So I financially backed a player named William who played online poker and that person lost access to his poker account for two years when the DOJ shut down the poker site, but now he finally has access to the money in his account most of which is mine, and a small percentage of that is his, but basically the DOJ is having Garden City Group handle remissions and seems to be insistent upon sending William the money since the account is in his name and they are giving his Social Security number to the treasury to collect ant outstanding debts prior to sending the money and in order to make sure that he pays taxes but like I said the money is actually mine and I want to avoid being double taxed meaning that we both end up paying taxes on that money as if it were both of our incomes. What would you recommend? Should I try and contact the group handling the claims and remission process and ask if they can pay me directly with this person's consent and then give them my Social Security. If they refuse to do that how can I handle the situation from a tax perspective so that he doesn't pay for this as income and then give me the money and have me pay income tax on it again. If he just gives me some sort of a 1099 form showing that the majority of the money was an expense to me and then I pay taxes on it does that solve the problem?
Submitted: 9 months ago.
Category: Tax
Expert:  Robin D. replied 9 months ago.

■ **Request 1**:
Answer these questions about the tax question:
(a) For how long did the player lose access to his poker account?
(b) What group is the DOJ having handle remissions?
(c) Who is named as the expert who replied?
The text and the listing come from separate, unrelated sources.

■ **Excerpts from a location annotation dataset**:
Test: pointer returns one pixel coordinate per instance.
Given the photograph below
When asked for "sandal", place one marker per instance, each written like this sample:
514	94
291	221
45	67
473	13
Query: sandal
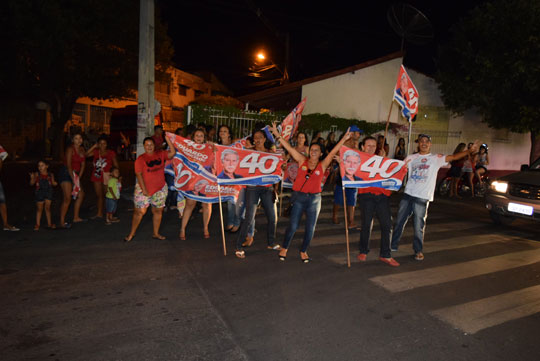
65	226
248	242
240	254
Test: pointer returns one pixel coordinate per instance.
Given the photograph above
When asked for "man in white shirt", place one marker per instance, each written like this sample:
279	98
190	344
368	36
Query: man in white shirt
423	167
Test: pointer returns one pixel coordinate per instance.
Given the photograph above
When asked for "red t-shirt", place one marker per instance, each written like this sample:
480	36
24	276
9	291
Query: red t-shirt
158	141
311	184
374	190
101	164
152	168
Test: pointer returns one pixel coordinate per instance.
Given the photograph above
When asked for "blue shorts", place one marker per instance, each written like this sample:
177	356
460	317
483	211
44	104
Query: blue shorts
63	175
110	205
2	195
350	195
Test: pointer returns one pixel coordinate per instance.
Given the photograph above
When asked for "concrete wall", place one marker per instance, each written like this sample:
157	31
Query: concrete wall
367	93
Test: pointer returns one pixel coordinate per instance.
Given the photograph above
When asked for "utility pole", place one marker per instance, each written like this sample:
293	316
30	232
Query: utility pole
146	97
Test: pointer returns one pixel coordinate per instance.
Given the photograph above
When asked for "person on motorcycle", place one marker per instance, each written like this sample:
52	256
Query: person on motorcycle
455	171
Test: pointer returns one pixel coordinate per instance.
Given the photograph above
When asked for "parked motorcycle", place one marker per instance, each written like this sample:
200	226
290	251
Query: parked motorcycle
463	187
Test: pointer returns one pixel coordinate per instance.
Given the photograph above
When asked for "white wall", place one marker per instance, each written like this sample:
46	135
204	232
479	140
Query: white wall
366	94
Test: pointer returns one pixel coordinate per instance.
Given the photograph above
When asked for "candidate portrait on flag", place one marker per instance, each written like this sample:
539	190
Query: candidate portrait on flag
362	170
247	167
406	95
229	160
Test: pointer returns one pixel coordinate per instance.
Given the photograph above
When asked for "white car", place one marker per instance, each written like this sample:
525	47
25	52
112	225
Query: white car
515	195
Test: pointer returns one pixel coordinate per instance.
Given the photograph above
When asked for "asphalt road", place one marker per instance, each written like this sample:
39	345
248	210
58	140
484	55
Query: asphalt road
84	294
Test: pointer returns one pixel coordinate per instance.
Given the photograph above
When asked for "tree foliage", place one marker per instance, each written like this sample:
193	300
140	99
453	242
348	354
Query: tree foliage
59	50
492	65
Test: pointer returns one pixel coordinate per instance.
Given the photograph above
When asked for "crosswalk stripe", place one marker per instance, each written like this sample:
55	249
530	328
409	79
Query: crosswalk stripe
477	315
429	247
436	275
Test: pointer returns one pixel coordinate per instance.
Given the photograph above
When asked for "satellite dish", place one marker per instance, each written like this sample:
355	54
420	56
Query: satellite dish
410	24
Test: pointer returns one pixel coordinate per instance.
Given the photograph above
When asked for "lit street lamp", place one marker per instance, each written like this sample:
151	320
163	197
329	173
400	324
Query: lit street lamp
258	68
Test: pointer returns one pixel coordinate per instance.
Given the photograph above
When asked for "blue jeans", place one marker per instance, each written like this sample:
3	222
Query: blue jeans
375	204
171	195
303	202
232	218
417	207
266	196
240	211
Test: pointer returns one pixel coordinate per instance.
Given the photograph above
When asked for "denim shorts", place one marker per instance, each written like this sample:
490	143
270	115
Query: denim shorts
350	194
63	175
2	195
110	205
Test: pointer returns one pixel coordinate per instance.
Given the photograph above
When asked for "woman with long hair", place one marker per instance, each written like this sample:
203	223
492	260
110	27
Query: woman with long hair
151	188
199	137
69	180
267	195
307	190
302	143
103	160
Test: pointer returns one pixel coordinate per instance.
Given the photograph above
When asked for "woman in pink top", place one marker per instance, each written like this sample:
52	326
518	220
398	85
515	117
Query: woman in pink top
103	160
68	178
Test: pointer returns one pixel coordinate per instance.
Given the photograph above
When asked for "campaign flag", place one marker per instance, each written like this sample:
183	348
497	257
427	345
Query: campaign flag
3	153
406	95
247	167
362	170
240	143
199	157
290	123
192	168
290	173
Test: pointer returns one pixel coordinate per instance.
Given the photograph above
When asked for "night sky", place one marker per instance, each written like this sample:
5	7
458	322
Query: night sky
223	36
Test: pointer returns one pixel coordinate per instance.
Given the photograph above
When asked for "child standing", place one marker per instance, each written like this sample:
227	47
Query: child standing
44	183
113	194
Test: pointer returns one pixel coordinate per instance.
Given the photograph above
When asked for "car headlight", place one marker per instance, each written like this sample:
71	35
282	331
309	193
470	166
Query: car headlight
500	187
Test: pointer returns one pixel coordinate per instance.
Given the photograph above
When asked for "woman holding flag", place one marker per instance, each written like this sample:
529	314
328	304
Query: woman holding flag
267	195
199	137
307	190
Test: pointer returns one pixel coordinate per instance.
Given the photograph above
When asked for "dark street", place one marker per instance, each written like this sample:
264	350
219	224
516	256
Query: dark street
84	294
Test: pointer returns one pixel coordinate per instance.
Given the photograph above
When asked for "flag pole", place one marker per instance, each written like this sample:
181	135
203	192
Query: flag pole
281	194
346	227
388	122
221	217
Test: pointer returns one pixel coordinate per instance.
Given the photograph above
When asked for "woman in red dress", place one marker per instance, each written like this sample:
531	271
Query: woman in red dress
103	160
69	179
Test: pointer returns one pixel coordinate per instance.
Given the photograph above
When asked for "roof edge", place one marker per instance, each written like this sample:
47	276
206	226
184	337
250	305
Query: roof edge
297	84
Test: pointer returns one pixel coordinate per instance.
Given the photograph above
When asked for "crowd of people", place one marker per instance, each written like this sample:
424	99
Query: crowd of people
314	158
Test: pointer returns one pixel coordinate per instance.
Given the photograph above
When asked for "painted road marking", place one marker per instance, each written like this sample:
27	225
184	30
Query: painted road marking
429	247
436	275
474	316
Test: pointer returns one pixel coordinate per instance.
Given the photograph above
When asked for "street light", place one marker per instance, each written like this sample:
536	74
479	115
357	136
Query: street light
258	68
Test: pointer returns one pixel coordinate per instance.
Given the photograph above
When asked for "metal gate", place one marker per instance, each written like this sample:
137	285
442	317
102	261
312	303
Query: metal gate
241	122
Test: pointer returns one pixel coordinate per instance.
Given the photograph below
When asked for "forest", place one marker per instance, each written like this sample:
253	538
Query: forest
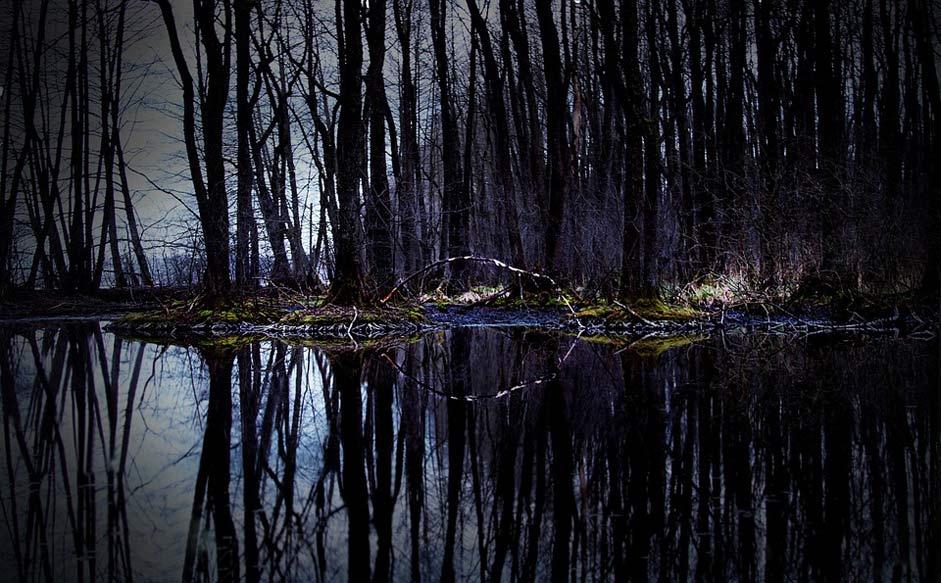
626	147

■ **Request 2**: Report every line of the listing that contains the word "headlight", copying each line in full.

■ **Task response 1**:
(a) Two years
(b) Garden City Group
(c) Robin D.

■ **Task response 2**:
When asked for "car headlight", place one marker per instance, each written like this sample:
Query: car headlight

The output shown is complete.